__ЗАДАНИЯ__
1: Сколько лет длится жизнь собора, судя по заметке о соборе Парижской Богоматери?
2: Продолжите заметку о соборе Парижской Богоматери после её последней фразы.

Он уже три раза умирал
02.05.2019 00:00
Краткая история собора Парижской Богоматери

Он ужеНедавний пожар в соборе Парижской Богоматери, несомненно, большая беда. Но не трагедия и не горе. Горе – это то, что нельзя исправить. А здесь речь идёт всего лишь о тяжёлой травме, которая наверняка будет залечена. Да, раздаются голоса, что восстановленный храм окажется новоделом, что оригинал уничтожен и вернуть его нельзя. Но дело в том, что никакого незыблемого оригинала и не было. На протяжении своей восьмисотлетней жизни собор и горел, и разрушался, и серьёзно переделывался. Так что мы даже не знаем, как он выглядел изначально. Но кое-что о нём известно.

__ВЫДЕРЖКА ИЗ СТРОК__
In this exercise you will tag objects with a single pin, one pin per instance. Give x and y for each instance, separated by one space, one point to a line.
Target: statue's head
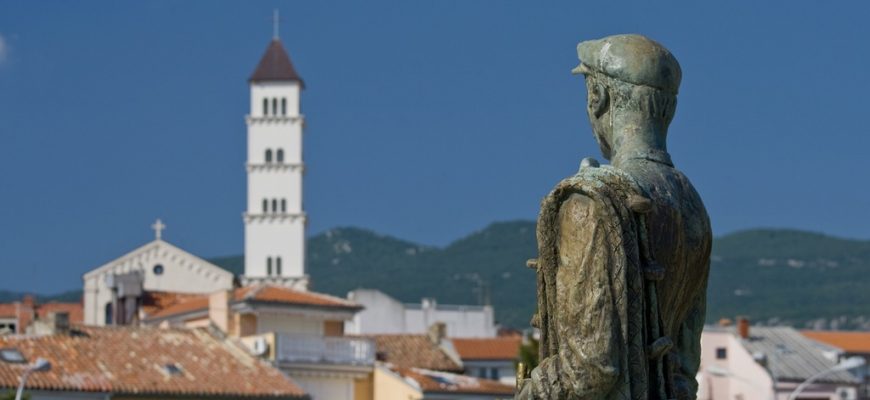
631 78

__ОТВЕТЫ__
1: Восемьсот лет.

2:
Свято место пусто не бывает

То, что сгорело в середине апреля 2019 года, является всего лишь версией собора Парижской Богоматери. Версией XIX века, когда проводилась его реконструкция, причём довольно произвольная. И судить по ней о первоначальном замысле создателей Нотр-Дам – всё равно что верить фильмам о динозаврах. Ведь облик голливудских ящеров – всего лишь фантазии учёных, воссоздавших этих чудовищ по нескольким косточкам. А как динозавры выглядели на самом деле, никому неизвестно.
Со знаменитым собором – то же самое.

Строительство собора Парижской Богоматери началось в 1163 году, при короле Людовике VII. В детстве Людовика в короли не готовили. Он был младшим сыном Людовика VI Толстого и должен был пойти по духовной части. Но старший принц Филипп погиб, и бремя власти легло на плечи младшего.

Религиозное воспитание сказалось, король был очень набожным, уделял большое внимание строительству храмов, вот и Нотр-Дам основал. Причём первый камень в фундамент будущего знаменитого собора заложил тогдашний Римский Папа Александр III.

Огромная честь для храма! Особенно с учётом того, что Франция XII века была ещё государством рыхлым и не слишком могущественным. Лично Людовику принадлежал небольшой кусочек территории, в том числе и Париж, а прочие части страны признавали его главенство чисто формально.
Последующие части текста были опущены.